=== What the task requires ===
Among the lines of this material, find those holding the word "tree" and report how many there are, with nothing added.

*** Extracted information ***

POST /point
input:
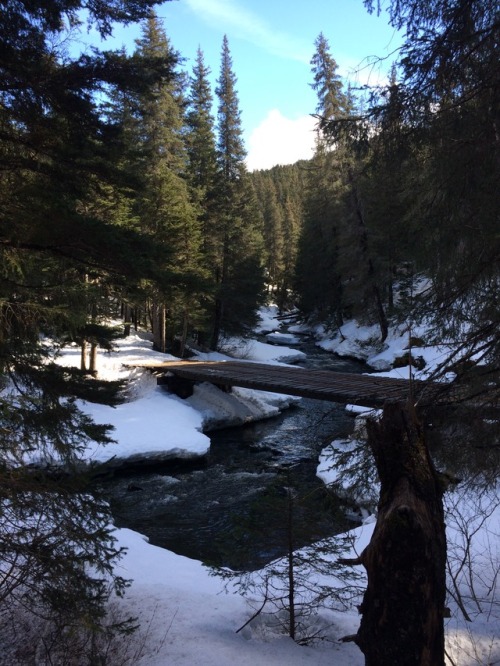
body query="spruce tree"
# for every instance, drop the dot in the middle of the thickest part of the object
(318, 277)
(237, 271)
(165, 207)
(56, 149)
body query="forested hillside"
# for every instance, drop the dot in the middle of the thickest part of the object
(125, 194)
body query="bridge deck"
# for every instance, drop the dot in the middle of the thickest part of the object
(365, 390)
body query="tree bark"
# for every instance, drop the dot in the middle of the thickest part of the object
(403, 606)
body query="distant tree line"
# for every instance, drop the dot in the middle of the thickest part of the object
(123, 196)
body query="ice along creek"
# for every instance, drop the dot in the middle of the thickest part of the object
(203, 511)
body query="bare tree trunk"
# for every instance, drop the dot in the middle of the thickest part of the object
(93, 359)
(403, 606)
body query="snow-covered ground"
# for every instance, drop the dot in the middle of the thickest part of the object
(186, 617)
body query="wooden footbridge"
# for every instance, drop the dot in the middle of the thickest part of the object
(364, 390)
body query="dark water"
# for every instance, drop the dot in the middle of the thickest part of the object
(223, 513)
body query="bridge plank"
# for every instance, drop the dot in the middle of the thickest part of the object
(365, 390)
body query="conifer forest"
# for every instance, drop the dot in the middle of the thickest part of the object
(125, 196)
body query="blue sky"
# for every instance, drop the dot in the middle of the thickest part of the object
(271, 43)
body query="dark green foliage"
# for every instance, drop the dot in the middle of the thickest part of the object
(279, 193)
(65, 256)
(237, 269)
(288, 593)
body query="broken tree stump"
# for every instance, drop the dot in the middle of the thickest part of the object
(403, 606)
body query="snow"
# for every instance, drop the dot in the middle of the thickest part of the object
(186, 617)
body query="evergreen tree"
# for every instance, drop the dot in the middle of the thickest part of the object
(165, 208)
(318, 279)
(238, 273)
(57, 151)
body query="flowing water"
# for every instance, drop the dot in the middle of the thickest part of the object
(208, 511)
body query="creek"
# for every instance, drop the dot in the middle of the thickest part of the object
(207, 510)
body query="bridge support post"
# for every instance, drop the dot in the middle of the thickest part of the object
(183, 388)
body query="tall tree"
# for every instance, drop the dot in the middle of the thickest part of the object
(165, 207)
(55, 148)
(238, 272)
(319, 282)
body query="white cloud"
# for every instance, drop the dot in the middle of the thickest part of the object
(280, 140)
(245, 24)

***

=== Response area ===
7